▸ **WHAT NEEDS TO BE DONE**: Repeat every line of the data exactly; no picture belongs in the copy.

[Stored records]
-- Opening Marker --

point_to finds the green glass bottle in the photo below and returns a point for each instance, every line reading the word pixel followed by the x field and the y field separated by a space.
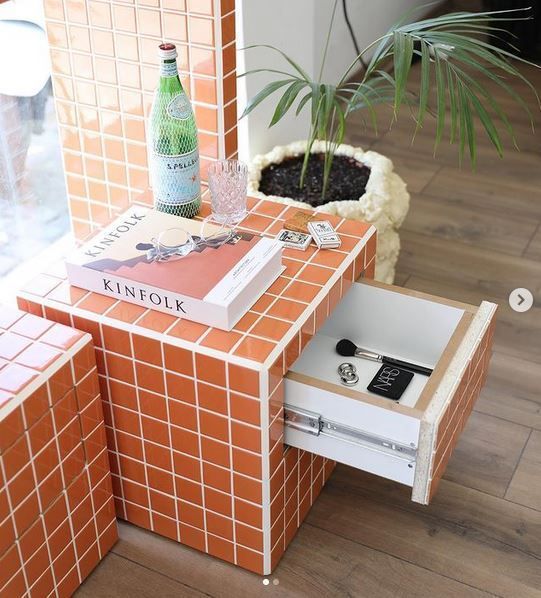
pixel 174 152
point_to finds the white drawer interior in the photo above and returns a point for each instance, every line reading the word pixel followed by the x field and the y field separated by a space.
pixel 390 323
pixel 349 424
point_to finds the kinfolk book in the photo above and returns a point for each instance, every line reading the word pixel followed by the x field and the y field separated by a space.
pixel 212 285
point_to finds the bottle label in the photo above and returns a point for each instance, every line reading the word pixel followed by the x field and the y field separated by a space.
pixel 169 69
pixel 179 107
pixel 175 179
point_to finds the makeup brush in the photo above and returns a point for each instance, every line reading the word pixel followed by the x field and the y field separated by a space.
pixel 347 348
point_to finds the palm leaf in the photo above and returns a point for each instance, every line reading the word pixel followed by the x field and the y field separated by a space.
pixel 286 101
pixel 262 95
pixel 299 70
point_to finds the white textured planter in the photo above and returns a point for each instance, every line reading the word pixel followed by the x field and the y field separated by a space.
pixel 384 203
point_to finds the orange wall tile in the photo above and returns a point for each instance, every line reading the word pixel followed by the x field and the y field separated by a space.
pixel 104 62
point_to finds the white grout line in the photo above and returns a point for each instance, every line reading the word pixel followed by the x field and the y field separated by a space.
pixel 43 376
pixel 199 446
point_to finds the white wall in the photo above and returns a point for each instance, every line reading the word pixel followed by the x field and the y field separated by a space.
pixel 299 28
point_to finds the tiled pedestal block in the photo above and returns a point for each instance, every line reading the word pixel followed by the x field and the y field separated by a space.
pixel 57 515
pixel 194 415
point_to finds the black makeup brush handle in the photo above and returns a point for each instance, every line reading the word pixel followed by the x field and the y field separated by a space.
pixel 406 365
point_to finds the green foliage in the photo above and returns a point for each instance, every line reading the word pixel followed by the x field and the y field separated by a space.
pixel 454 56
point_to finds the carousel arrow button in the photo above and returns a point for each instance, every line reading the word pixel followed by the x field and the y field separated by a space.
pixel 520 300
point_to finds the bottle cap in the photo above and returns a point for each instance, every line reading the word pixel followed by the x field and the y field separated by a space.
pixel 167 51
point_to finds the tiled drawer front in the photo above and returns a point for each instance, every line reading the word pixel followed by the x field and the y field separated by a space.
pixel 410 441
pixel 194 416
pixel 57 515
pixel 454 418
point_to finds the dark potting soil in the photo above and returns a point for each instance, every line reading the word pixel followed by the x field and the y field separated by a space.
pixel 348 179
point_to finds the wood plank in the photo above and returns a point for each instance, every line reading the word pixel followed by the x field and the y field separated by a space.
pixel 487 454
pixel 525 487
pixel 335 567
pixel 466 510
pixel 533 250
pixel 442 218
pixel 117 577
pixel 486 272
pixel 517 334
pixel 489 193
pixel 512 390
pixel 440 545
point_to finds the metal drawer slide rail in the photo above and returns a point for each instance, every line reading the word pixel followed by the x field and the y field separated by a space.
pixel 314 424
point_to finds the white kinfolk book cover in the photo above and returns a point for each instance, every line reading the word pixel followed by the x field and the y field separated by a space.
pixel 215 284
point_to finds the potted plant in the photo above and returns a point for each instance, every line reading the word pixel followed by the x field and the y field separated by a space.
pixel 323 173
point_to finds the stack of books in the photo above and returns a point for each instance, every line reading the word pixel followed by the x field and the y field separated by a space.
pixel 215 283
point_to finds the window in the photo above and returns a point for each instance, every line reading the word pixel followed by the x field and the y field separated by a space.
pixel 33 202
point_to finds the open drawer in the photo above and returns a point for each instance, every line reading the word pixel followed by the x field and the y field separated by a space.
pixel 410 440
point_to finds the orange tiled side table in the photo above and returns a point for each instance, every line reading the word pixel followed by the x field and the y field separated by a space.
pixel 57 516
pixel 194 415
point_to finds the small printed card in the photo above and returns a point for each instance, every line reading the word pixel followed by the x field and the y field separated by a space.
pixel 390 382
pixel 324 235
pixel 321 228
pixel 293 239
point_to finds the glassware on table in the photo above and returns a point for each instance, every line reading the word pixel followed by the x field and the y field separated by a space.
pixel 228 180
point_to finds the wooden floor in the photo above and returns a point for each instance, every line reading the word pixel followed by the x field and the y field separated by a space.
pixel 467 237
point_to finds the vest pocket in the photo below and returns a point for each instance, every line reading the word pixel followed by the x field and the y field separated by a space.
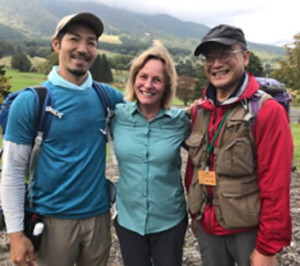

-- Closing Marker --

▸ **RESPONSE**:
point_to finds the green glass bottle in the photo below and returns a point for each instance, every line reading the word pixel followed by the x field and the y field separated by a space.
pixel 174 152
point_to finds the white drawer interior in the photo above and returns a point for each instance, every line reading the word pixel followed by the x field and the y field separated by a space.
pixel 390 323
pixel 349 424
point_to finds the kinfolk book in the photo above and returns a point for each instance, every line reading the word pixel followed by the x field and the y field separated by a space.
pixel 212 285
point_to finds the bottle label in the photo above and returns a point for each instance, every line reading the word pixel followed by the x field and the y field separated by a space.
pixel 169 69
pixel 179 107
pixel 175 179
point_to finds the makeup brush in the photo above and returns a point for each instance, every line reading the word pixel followed by the x field and the y field separated by a space.
pixel 347 348
point_to finds the palm leaf in the photo above and returns a point for each instance, every line reading the word pixel followed by the x field and the y field separated by a space.
pixel 286 101
pixel 262 95
pixel 299 70
point_to finds the white textured planter in the photo above and returns a point for each instance, every line reading the word pixel followed by the x field and the y field separated by a space.
pixel 384 203
point_to finds the orange wall tile in the photo above and returns a point for each instance, every line reading the word pixel followed by the x field and the y field separated by a space.
pixel 104 62
point_to finds the white grout line in the photo above and returns a point for each instance, every line reading the word pixel followed by the x field and the y field separated by a space.
pixel 43 376
pixel 199 446
point_to finds the white wall in the photo above and returns a point for each instance, every line reading the word pixel followed by the x field and the y field separated by a space.
pixel 299 28
point_to finds the tiled pedestal block in the photo above and returns a point for each instance, every line reading the word pixel followed by the x field and the y field separated by a space.
pixel 57 515
pixel 194 415
point_to finds the black makeup brush handle in the photo above and returns a point for each instance, every line reading the word pixel followed by the x field and the y field separated by a space.
pixel 406 365
point_to finds the green foliage in the photo above and returns a point for each instance, every line reading the word pixel followed by the x field and the y field separated by a space.
pixel 454 56
point_to finds the carousel arrow button in the photo above and returns a point for each instance, every line reading the word pixel followed by the x field and the y field separated by a space.
pixel 520 300
point_to finds the bottle cap in the photo above and returns a point for each instance, every line reading the word pixel followed by the x field and the y field separated by a space.
pixel 167 51
point_to finds the tiled drawer front in the photo above and returns a point for each instance, every line reading the word pixel followed by the x field and the y field separated by a space.
pixel 410 441
pixel 194 416
pixel 57 515
pixel 454 418
point_to finds the dark potting soil in the photo above and returns a point for each instance, every line reading the word pixel followed by the x field and the y field separated by a space.
pixel 348 179
point_to finds the wood plank in the photo above and returns a point for each instance, every line reading the word pixel followed by the x field and the y field separated by a space.
pixel 487 454
pixel 525 487
pixel 335 567
pixel 466 510
pixel 533 250
pixel 442 218
pixel 117 577
pixel 486 272
pixel 517 334
pixel 489 193
pixel 512 390
pixel 440 545
point_to finds the metal drawer slide rail in the photo above and returns a point for each instance, every line reading the word pixel followed by the x field and the y field separated by a space.
pixel 314 424
point_to finds the white kinfolk book cover in the photo above and returns a point for each instance, every line reading the word pixel followed by the x field and the y field separated by a space.
pixel 215 284
point_to finds the potted plant in the photo above and returns a point for each instance, every line reading the word pixel followed by the x field and the y field separated by a space.
pixel 323 173
point_to finds the stack of books in the photo above and returns a point for each instance, every line reading the word pixel followed by the x field and the y field separated by a space.
pixel 215 283
point_to finds the window in the photo above and returns a point for each instance, every line reading the word pixel followed by the x field and the y field separated by a space.
pixel 33 202
point_to finds the open drawer in the photo above and returns a point for each instance, every line reading the word pixel followed by the x field and the y field separated by a space.
pixel 410 440
point_to finds the orange tiled side table in the photo above and returns a point for each instance, every line reading the word pixel followed by the x field and the y field separated by a space.
pixel 57 516
pixel 194 415
point_to finds the small printed card in the photo above and returns a point for each instance, every line reading the word pixel followed by the x field and the y field separated by a space.
pixel 390 382
pixel 324 235
pixel 321 228
pixel 293 239
point_to finds the glassware on table in the photo above and returns a point for each instance, every line reading the word pixel followed by the x field and the y field separated by a space.
pixel 228 180
point_to finds the wooden floor in the photo above and returns a point for each instance, every line reading the word pixel followed by the x field and the y field separated by a space.
pixel 467 237
point_to finds the vest pocket in the photo below and returns a point for each instance, every line reading the word pixel followed by the x field and the y field separated by a space.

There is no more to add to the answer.